Pouvez-vous extraire mot pour mot le passage de l'entretien avec Mathias Kiss compris entre « Mathias Kiss : Je » et « une pèce minuscule ? », bornes incluses ?
___ BLOC DE TEXTE
Mathias Kiss : Je ne fonctionne qu’aux rencontres. J’admire le travail de Florence depuis longtemps, ses décors bien sûr mais aussi ses choix d’antiquaire que je trouve toujours incroyables. Son appel était un cadeau. Après c’est le boulot, ses conseils et ses attentes, ma passion des miroirs et du ciel qui a fait le reste, j’étais presque embarrassé de « prendre une place », impressionné par ma « chef », qui est tout sauf cela et qui a été une grande complice ! Ce qui est drôle en fait c’est que ma volonté était plus que l’on sente « ma patte » sans vraiment la voir : tout faire pour ne pas empiéter sur la fonction du lieu et ses auteurs …

Mais Florence t’a laissé carte blanche pour créer Ma Kiss Room, comment as-tu envisagé le projet car c’est une pèce minuscule ?
______
___ LIGNES FOURNIES
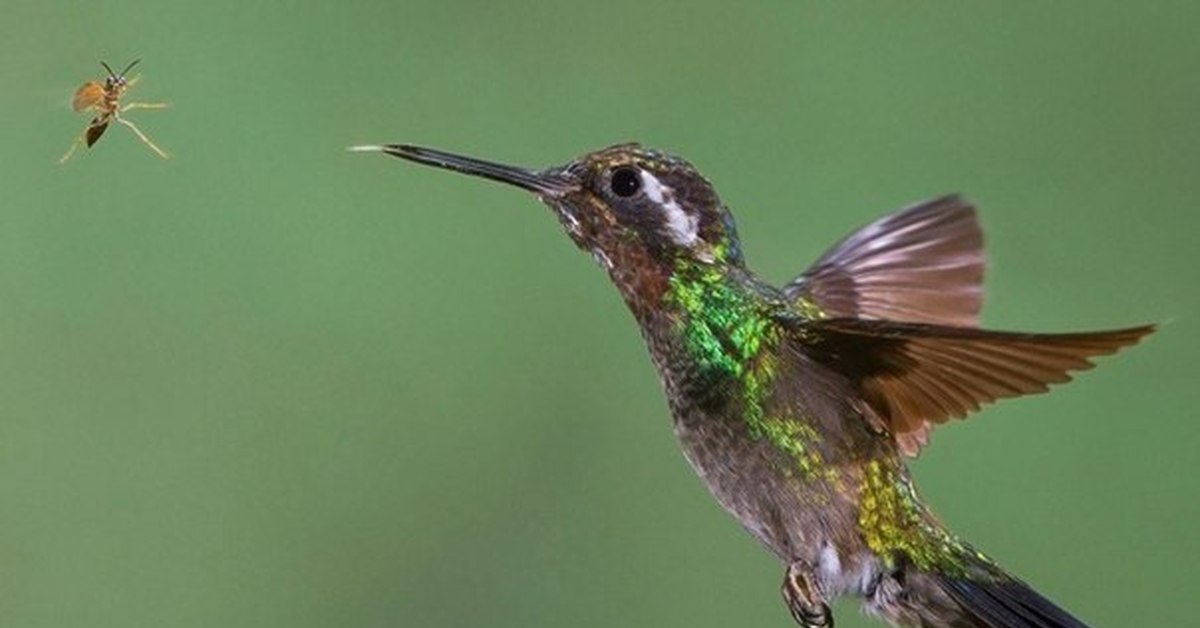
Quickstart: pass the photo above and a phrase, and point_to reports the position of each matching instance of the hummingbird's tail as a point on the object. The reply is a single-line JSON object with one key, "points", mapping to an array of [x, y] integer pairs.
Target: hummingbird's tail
{"points": [[982, 596], [1007, 603]]}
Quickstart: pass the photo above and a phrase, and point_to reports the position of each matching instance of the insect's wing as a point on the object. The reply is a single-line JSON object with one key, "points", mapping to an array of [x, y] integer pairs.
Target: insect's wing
{"points": [[95, 130], [923, 264], [89, 95]]}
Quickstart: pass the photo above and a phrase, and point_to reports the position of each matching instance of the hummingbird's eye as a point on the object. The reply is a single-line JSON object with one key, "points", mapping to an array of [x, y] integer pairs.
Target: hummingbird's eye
{"points": [[625, 181]]}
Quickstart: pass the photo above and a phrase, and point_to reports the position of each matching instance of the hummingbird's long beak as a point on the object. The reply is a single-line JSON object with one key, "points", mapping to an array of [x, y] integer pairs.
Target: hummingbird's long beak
{"points": [[540, 183]]}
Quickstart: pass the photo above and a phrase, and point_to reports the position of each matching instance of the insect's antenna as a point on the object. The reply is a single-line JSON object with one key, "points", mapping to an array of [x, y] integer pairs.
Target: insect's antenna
{"points": [[126, 71]]}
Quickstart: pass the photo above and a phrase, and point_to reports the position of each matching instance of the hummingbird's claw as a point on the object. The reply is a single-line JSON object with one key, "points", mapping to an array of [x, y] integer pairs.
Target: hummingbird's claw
{"points": [[804, 600]]}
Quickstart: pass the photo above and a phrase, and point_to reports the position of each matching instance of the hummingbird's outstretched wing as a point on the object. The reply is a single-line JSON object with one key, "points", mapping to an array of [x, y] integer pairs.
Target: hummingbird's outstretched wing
{"points": [[913, 376], [922, 264]]}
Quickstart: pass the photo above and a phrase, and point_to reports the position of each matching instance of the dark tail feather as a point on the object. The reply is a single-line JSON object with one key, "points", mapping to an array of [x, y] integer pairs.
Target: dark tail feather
{"points": [[1006, 603]]}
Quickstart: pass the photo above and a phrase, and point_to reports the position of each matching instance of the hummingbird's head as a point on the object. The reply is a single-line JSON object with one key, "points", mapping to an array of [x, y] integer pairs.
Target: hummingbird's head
{"points": [[624, 204]]}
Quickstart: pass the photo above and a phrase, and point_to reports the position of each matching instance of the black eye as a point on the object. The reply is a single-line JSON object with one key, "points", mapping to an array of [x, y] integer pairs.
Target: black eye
{"points": [[625, 183]]}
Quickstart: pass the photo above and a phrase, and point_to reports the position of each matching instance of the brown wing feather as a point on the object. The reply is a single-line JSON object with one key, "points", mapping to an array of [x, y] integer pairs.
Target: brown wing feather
{"points": [[923, 264], [915, 376], [89, 95]]}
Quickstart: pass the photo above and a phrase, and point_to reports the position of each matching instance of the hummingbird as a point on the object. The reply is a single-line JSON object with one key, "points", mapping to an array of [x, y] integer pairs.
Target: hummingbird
{"points": [[799, 405]]}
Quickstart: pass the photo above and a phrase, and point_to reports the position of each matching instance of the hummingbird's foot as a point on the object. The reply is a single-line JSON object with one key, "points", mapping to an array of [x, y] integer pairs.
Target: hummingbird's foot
{"points": [[804, 599]]}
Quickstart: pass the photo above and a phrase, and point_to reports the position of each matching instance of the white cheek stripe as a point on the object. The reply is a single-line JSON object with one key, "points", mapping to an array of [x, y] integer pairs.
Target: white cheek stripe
{"points": [[682, 227]]}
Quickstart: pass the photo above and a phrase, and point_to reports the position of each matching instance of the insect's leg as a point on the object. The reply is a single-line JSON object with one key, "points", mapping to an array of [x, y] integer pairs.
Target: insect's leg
{"points": [[144, 106], [143, 137]]}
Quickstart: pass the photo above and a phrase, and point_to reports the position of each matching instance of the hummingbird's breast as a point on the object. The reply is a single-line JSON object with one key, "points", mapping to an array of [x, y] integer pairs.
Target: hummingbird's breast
{"points": [[771, 435]]}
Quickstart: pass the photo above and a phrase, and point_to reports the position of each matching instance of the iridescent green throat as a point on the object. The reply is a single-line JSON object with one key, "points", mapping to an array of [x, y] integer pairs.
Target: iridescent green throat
{"points": [[731, 335]]}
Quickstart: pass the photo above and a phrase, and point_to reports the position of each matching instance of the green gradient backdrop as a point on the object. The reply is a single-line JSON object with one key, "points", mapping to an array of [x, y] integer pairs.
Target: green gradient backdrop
{"points": [[270, 383]]}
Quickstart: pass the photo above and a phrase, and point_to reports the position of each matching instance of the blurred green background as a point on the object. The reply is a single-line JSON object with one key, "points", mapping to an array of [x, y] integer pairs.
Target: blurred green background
{"points": [[273, 383]]}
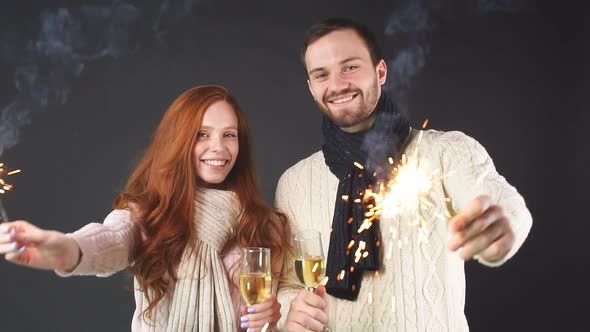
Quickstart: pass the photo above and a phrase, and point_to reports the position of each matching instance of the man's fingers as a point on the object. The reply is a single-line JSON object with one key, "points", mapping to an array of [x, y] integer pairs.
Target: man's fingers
{"points": [[499, 248], [476, 227], [312, 299], [483, 240], [260, 307], [301, 321], [470, 212]]}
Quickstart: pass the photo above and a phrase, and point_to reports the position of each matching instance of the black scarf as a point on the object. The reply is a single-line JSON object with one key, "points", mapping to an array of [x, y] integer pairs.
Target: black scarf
{"points": [[371, 149]]}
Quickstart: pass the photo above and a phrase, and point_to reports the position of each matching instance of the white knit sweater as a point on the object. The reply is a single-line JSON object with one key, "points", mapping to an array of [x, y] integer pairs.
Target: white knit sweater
{"points": [[203, 299], [421, 284]]}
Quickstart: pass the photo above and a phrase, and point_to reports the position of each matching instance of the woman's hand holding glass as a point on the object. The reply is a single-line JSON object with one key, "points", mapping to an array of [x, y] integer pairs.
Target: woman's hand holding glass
{"points": [[262, 310], [27, 245]]}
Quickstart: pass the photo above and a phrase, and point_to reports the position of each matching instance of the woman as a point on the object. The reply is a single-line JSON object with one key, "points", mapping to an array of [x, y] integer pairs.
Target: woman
{"points": [[187, 209]]}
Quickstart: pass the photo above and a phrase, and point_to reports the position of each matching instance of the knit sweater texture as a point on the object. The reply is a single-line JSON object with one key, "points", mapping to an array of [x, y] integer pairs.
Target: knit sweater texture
{"points": [[421, 283]]}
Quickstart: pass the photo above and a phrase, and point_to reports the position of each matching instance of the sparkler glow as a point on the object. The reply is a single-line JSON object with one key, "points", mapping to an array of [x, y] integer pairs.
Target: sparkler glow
{"points": [[5, 187]]}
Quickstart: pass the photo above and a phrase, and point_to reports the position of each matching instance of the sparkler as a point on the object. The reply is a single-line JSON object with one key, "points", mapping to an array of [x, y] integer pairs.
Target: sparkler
{"points": [[406, 190], [5, 187]]}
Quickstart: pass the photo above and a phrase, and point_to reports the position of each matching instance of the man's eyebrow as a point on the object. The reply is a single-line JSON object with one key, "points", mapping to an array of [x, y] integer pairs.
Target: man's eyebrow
{"points": [[341, 62], [209, 127]]}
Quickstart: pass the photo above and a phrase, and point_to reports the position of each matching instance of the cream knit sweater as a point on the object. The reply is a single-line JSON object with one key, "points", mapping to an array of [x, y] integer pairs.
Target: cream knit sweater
{"points": [[204, 299], [421, 284]]}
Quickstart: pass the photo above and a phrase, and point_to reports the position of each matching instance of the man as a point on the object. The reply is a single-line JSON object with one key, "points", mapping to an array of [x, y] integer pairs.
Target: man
{"points": [[410, 276]]}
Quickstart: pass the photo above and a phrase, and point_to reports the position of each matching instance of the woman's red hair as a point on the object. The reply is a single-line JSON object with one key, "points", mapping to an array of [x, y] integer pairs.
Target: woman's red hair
{"points": [[161, 193]]}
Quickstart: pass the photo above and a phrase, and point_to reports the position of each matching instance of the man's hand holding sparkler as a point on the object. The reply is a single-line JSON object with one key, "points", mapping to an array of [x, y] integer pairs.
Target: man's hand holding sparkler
{"points": [[24, 244], [481, 229]]}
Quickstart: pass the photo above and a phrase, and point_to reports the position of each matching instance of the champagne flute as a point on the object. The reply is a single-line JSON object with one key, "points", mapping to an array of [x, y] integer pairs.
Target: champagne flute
{"points": [[310, 264], [255, 276]]}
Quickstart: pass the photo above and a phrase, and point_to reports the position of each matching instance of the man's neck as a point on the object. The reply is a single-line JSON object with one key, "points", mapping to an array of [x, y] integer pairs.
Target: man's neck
{"points": [[364, 125]]}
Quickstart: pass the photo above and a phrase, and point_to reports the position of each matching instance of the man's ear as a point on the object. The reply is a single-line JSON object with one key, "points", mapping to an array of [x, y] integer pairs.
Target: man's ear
{"points": [[381, 70], [310, 90]]}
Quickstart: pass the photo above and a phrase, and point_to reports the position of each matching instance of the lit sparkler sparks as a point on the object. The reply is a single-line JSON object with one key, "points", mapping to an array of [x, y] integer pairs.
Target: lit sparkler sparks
{"points": [[405, 191], [5, 187]]}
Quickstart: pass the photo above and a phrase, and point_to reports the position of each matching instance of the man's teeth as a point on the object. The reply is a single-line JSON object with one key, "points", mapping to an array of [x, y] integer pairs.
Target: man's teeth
{"points": [[215, 162], [342, 100]]}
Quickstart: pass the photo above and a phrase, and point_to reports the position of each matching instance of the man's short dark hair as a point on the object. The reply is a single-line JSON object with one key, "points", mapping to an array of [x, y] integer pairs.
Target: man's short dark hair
{"points": [[327, 26]]}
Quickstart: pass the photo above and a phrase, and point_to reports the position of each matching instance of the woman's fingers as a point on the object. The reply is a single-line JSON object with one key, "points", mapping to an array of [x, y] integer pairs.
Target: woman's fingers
{"points": [[262, 316]]}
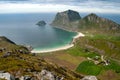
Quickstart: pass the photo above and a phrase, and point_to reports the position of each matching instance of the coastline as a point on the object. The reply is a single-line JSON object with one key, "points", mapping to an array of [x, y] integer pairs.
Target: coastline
{"points": [[79, 34]]}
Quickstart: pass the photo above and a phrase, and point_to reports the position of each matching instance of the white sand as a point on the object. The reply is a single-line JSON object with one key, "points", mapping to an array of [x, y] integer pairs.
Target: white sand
{"points": [[60, 48]]}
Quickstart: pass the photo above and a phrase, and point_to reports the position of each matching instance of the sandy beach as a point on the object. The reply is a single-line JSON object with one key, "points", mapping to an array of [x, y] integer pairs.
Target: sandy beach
{"points": [[60, 48]]}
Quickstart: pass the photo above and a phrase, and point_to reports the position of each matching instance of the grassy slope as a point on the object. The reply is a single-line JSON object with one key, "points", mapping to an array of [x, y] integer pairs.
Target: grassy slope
{"points": [[107, 45], [20, 64]]}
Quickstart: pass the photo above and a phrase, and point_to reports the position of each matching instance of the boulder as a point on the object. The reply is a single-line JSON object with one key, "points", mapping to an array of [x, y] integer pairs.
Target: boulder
{"points": [[6, 76], [41, 23], [89, 78]]}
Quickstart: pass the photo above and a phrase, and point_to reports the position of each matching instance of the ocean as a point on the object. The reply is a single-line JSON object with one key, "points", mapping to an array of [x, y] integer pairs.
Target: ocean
{"points": [[22, 29]]}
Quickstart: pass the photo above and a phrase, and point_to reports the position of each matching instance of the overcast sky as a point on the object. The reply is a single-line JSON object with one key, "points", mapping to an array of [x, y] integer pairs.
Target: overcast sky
{"points": [[26, 6]]}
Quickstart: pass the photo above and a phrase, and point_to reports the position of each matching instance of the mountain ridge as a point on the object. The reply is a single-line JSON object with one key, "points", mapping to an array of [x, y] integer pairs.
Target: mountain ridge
{"points": [[91, 21]]}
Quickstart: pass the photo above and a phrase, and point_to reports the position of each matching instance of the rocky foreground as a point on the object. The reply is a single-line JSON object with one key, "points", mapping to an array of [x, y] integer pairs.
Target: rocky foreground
{"points": [[17, 63]]}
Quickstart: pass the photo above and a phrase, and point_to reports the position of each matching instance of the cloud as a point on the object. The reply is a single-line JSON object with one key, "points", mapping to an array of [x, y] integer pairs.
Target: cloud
{"points": [[26, 6]]}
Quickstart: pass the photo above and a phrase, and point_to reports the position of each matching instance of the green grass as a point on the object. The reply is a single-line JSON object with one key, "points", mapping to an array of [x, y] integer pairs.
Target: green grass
{"points": [[78, 51], [88, 67]]}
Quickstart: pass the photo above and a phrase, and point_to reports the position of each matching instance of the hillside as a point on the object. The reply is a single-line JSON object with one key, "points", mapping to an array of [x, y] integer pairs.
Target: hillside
{"points": [[65, 20], [19, 62], [91, 22]]}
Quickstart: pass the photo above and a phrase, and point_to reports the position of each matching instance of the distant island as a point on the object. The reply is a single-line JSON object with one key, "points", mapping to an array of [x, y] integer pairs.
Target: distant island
{"points": [[41, 23], [93, 55], [71, 20]]}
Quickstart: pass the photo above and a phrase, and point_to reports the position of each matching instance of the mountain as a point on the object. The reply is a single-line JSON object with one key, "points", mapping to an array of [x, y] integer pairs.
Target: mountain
{"points": [[21, 63], [92, 21], [64, 20], [41, 23], [71, 20]]}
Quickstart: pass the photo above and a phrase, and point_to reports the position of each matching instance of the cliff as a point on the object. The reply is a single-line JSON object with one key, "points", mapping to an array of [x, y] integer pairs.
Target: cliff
{"points": [[65, 20], [41, 23], [92, 21], [22, 64], [71, 20]]}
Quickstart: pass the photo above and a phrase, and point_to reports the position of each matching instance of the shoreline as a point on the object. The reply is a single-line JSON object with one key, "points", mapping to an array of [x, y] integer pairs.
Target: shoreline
{"points": [[79, 34]]}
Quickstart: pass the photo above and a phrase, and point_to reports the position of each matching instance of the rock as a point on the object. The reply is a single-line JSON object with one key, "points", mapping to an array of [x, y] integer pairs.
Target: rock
{"points": [[7, 54], [89, 78], [63, 19], [93, 21], [2, 38], [41, 23], [6, 76]]}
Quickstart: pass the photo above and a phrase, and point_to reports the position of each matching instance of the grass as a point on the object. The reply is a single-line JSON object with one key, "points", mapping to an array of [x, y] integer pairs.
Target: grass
{"points": [[89, 68], [78, 51]]}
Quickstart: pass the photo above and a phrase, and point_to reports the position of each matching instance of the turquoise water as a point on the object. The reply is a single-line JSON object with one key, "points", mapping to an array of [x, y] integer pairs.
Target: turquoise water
{"points": [[21, 29]]}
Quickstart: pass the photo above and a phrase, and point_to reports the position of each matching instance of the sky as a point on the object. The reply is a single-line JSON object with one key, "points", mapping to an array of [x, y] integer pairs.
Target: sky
{"points": [[37, 6]]}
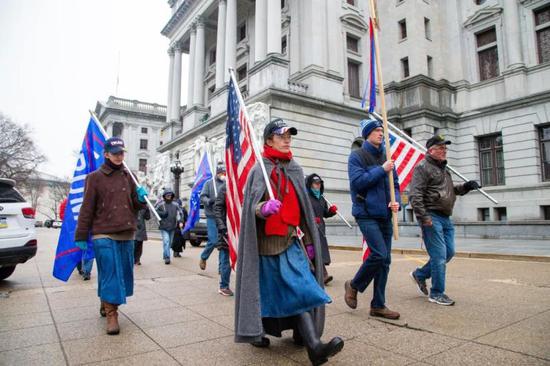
______
RÉPONSE FINALE:
Mathias Kiss : Je ne fonctionne qu’aux rencontres. J’admire le travail de Florence depuis longtemps, ses décors bien sûr mais aussi ses choix d’antiquaire que je trouve toujours incroyables. Son appel était un cadeau. Après c’est le boulot, ses conseils et ses attentes, ma passion des miroirs et du ciel qui a fait le reste, j’étais presque embarrassé de « prendre une place », impressionné par ma « chef », qui est tout sauf cela et qui a été une grande complice ! Ce qui est drôle en fait c’est que ma volonté était plus que l’on sente « ma patte » sans vraiment la voir : tout faire pour ne pas empiéter sur la fonction du lieu et ses auteurs …

Mais Florence t’a laissé carte blanche pour créer Ma Kiss Room, comment as-tu envisagé le projet car c’est une pèce minuscule ?